** Opening DATA FOR THIS EXERCISE block **

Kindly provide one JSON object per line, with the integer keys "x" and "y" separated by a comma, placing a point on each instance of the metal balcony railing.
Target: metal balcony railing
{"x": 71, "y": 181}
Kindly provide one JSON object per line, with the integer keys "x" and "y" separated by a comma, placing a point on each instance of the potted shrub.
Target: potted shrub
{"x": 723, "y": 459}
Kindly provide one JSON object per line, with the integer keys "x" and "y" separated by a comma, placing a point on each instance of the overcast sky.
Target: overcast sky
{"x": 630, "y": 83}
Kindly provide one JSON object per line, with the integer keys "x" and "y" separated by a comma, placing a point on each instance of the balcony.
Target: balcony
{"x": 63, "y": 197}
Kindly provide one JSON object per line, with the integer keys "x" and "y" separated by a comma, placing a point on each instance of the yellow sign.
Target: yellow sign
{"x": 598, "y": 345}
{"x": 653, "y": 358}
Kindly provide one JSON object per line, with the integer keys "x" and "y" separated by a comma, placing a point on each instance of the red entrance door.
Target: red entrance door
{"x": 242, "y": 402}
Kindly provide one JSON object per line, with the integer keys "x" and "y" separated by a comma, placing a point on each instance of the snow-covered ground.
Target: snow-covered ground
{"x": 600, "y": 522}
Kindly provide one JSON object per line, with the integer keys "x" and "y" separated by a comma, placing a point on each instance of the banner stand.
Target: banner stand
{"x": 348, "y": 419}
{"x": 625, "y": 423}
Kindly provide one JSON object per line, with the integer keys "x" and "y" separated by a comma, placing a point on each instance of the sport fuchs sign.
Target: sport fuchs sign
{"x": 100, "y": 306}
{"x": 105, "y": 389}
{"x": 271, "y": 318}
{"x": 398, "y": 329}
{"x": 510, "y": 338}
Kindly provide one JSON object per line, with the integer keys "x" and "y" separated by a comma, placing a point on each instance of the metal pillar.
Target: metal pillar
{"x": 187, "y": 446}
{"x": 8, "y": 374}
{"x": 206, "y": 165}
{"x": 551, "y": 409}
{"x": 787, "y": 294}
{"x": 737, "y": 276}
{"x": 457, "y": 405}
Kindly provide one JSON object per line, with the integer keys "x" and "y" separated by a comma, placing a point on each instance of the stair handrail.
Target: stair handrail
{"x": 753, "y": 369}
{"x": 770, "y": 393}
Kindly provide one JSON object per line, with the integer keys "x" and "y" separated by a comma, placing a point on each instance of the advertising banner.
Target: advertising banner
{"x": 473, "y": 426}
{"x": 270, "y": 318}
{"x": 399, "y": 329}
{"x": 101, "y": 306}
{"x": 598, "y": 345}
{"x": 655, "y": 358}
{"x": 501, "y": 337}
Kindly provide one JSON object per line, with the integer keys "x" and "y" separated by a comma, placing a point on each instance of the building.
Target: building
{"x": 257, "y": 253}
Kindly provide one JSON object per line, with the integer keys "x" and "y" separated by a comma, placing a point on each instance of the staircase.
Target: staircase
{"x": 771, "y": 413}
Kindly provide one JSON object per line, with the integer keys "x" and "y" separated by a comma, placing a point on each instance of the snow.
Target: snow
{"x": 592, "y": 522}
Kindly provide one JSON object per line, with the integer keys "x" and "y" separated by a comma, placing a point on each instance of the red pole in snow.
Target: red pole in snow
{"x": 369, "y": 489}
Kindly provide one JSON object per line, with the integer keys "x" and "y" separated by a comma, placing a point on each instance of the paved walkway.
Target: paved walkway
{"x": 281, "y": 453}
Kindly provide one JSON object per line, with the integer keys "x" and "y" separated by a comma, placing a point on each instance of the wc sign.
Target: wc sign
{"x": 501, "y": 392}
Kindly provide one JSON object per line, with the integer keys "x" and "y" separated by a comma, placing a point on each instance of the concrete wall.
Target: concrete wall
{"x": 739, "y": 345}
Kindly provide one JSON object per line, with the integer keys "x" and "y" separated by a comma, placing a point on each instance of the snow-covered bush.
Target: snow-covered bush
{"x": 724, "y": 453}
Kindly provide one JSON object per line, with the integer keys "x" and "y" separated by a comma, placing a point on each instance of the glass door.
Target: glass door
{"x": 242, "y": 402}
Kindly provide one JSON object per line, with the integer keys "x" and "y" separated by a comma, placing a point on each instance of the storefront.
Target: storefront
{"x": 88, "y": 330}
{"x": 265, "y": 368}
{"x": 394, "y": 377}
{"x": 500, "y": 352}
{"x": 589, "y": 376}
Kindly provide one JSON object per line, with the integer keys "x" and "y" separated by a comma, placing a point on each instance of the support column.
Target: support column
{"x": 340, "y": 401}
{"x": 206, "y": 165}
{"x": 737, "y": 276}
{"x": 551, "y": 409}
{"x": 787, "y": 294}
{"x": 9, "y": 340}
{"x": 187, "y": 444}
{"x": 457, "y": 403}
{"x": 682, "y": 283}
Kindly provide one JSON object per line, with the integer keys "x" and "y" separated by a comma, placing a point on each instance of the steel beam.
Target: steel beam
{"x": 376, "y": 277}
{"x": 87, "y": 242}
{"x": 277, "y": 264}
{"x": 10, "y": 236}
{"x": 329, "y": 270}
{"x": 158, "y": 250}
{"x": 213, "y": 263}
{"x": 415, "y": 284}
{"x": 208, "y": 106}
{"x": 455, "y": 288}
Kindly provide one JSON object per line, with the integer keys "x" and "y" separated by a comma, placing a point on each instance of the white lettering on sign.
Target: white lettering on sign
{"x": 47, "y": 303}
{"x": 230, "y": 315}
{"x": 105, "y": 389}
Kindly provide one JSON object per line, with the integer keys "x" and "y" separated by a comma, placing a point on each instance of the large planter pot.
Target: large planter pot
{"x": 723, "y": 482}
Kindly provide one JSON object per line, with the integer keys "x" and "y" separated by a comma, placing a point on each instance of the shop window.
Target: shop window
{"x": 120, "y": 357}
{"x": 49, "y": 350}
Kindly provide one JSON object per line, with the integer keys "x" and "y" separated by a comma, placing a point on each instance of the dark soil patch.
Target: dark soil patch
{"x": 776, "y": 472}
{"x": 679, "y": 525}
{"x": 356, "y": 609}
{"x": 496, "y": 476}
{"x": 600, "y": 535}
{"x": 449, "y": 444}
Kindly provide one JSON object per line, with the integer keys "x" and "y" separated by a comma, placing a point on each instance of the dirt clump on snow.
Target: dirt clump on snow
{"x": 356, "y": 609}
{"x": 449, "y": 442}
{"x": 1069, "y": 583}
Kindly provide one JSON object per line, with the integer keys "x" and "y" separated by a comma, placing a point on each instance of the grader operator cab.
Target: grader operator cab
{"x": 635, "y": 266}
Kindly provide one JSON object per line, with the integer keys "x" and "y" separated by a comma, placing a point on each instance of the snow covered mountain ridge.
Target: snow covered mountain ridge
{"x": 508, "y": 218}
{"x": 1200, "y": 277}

** Closing DATA FOR THIS EXERCISE block **

* _WORK TO COMPLETE_: Reproduce every entry above so that each one matches its source exactly.

* _TASK RESULT_:
Kindly provide one JSON object per line, with the integer keys "x" and "y" separated by a comma, placing a point on each instance of the metal balcony railing.
Target: metal balcony railing
{"x": 71, "y": 181}
Kindly provide one JSON object per line, with the integer keys "x" and "y" separated by a comma, placing a point on each instance of the potted shrub.
Target: potted shrub
{"x": 723, "y": 459}
Kindly provide one JSON object per line, with the integer keys "x" and "y" separated by a comma, placing a point on each instance of the overcast sky.
Target: overcast sky
{"x": 630, "y": 83}
Kindly provide one JSON object per line, with the integer keys "x" and "y" separated by a comma, placing a point on each instance of the balcony.
Target: balcony
{"x": 63, "y": 197}
Kindly provide one JSON object per line, with the integer keys "x" and "y" separated by a comma, placing a point on each instance of the yellow sign.
Target: yellow sign
{"x": 598, "y": 345}
{"x": 653, "y": 358}
Kindly provide one JSON object per line, with the integer keys "x" and "y" separated by a comma, placing a point on each instance of the red entrance door.
Target: red entrance door
{"x": 242, "y": 402}
Kindly provide one JSON object per line, with the integer keys "x" and "y" separated by a comma, placing a point on each instance of the snow-covered ground.
Target: snow-covered ground
{"x": 600, "y": 522}
Kindly provide one JSON object per line, with the integer keys "x" and "y" separated by a comma, placing a point on each instance of the banner stand.
Target: banner stand
{"x": 348, "y": 419}
{"x": 625, "y": 423}
Kindly provide one JSON object per line, with the integer keys "x" and "y" separated by a comma, placing a point on each instance of the sport fuchs sign.
Target: sport fuchs sign
{"x": 100, "y": 306}
{"x": 105, "y": 389}
{"x": 271, "y": 318}
{"x": 398, "y": 329}
{"x": 510, "y": 338}
Kindly provide one JSON object per line, with the integer keys "x" and "y" separated by a comma, placing a point on each instance of the metal pillar.
Target: metal pillar
{"x": 187, "y": 446}
{"x": 8, "y": 374}
{"x": 206, "y": 165}
{"x": 551, "y": 409}
{"x": 787, "y": 294}
{"x": 737, "y": 276}
{"x": 457, "y": 405}
Kindly provide one JSON object per line, with the integer keys "x" and "y" separated by a comma, placing a point on each instance of the stair handrail.
Target: stair handrail
{"x": 753, "y": 369}
{"x": 770, "y": 393}
Kindly provide one JSON object per line, with the integer keys "x" and "y" separated by a comma, placing a point on each instance of the advertising banner.
Target: advertising banner
{"x": 473, "y": 426}
{"x": 270, "y": 318}
{"x": 399, "y": 329}
{"x": 101, "y": 306}
{"x": 598, "y": 345}
{"x": 655, "y": 358}
{"x": 501, "y": 337}
Kindly provide one JSON object per line, with the integer keys "x" and "y" separated by a comma, placing a point on each instance of the building.
Target: building
{"x": 257, "y": 253}
Kindly provide one JSON object per line, with the integer keys "x" and "y" separated by a comma, placing a point on each instance of the staircase.
Target: staircase
{"x": 771, "y": 413}
Kindly provide one JSON object per line, with the integer keys "x" and "y" separated by a comma, placing a point on each instance of the snow.
Target: snow
{"x": 592, "y": 522}
Kindly provide one JSON object per line, with the integer keys "x" and "y" separated by a comma, placing a point on each instance of the red pole in snow.
Target: red pole in snow
{"x": 369, "y": 489}
Kindly provide one JSON object per line, with the integer keys "x" and "y" separated by a comma, placing a point on each instance of the paved walkway.
Target: paved walkway
{"x": 281, "y": 453}
Kindly provide one JSON object per line, with the integer keys "x" and "y" separated by a comma, placing a point on each instance of the wc sign.
Target: wc sign
{"x": 501, "y": 392}
Kindly provide one JSON object per line, with the integer keys "x" and "y" separated by a comma, placing a point on each instance of the concrete wall.
Target: concrete wall
{"x": 739, "y": 345}
Kindly provide one JSON object per line, with the integer keys "x" and "y" separated by a comma, placing a point on each instance of the snow-covered bush.
Target: snow-covered bush
{"x": 724, "y": 453}
Kindly provide one JSON object per line, with the integer keys "x" and "y" separated by a comma, placing a point on each instance of the glass door.
Target: glass door
{"x": 242, "y": 402}
Kindly provide one JSON object per line, with the integer keys "x" and "y" separated by a comma, placing a point on each instance of the storefront.
Target: storefront
{"x": 88, "y": 330}
{"x": 265, "y": 368}
{"x": 394, "y": 377}
{"x": 500, "y": 352}
{"x": 589, "y": 376}
Kindly provide one JSON object per line, with the integer keys "x" and "y" separated by a comma, placing a point on each instance of the support column.
Target: support column
{"x": 340, "y": 401}
{"x": 206, "y": 165}
{"x": 737, "y": 276}
{"x": 551, "y": 409}
{"x": 787, "y": 294}
{"x": 9, "y": 340}
{"x": 187, "y": 444}
{"x": 457, "y": 403}
{"x": 682, "y": 283}
Kindly provide one JSON object per line, with the integer keys "x" and "y" separated by a comma, placing a point on each instance of the steel beam.
Target: steel beam
{"x": 376, "y": 277}
{"x": 87, "y": 242}
{"x": 277, "y": 264}
{"x": 10, "y": 236}
{"x": 329, "y": 270}
{"x": 158, "y": 250}
{"x": 213, "y": 263}
{"x": 415, "y": 284}
{"x": 208, "y": 106}
{"x": 455, "y": 288}
Kindly provide one JSON object per line, with the integer keys "x" and "y" separated by a comma, placing a point on each instance of the white lettering on sign.
Target: white lettering on sign
{"x": 47, "y": 303}
{"x": 230, "y": 315}
{"x": 105, "y": 389}
Kindly provide one JSON object per line, with the integer keys "x" and "y" separated by a comma, placing a point on each instance of the large planter pot.
Target: large planter pot
{"x": 723, "y": 482}
Kindly provide one JSON object per line, with the integer keys "x" and "y" separated by a comma, placing a point on each instance of the shop window.
Target: shop window
{"x": 120, "y": 357}
{"x": 49, "y": 350}
Kindly provide one JSON object per line, with the integer keys "x" and "y" separated by a comma, placing a point on each instance of the dark soil patch.
Target: dark soil patch
{"x": 776, "y": 472}
{"x": 679, "y": 525}
{"x": 356, "y": 609}
{"x": 496, "y": 476}
{"x": 600, "y": 535}
{"x": 449, "y": 444}
Kindly provide one JSON object per line, with the integer keys "x" and "y" separated by a comma, placing a point on each instance of the dirt clump on snow.
Target: dirt clump on snow
{"x": 356, "y": 609}
{"x": 449, "y": 442}
{"x": 1069, "y": 583}
Kindly provide one JSON object per line, with the integer keys "x" and "y" separated by a comma, placing a point on each instance of the grader operator cab.
Target: grader operator cab
{"x": 635, "y": 266}
Kindly provide one JSON object per line, with the integer keys "x" and "y" separated by a comma, placing a point on each instance of the snow covered mountain ridge.
Target: snow covered mountain ridge
{"x": 508, "y": 218}
{"x": 1200, "y": 277}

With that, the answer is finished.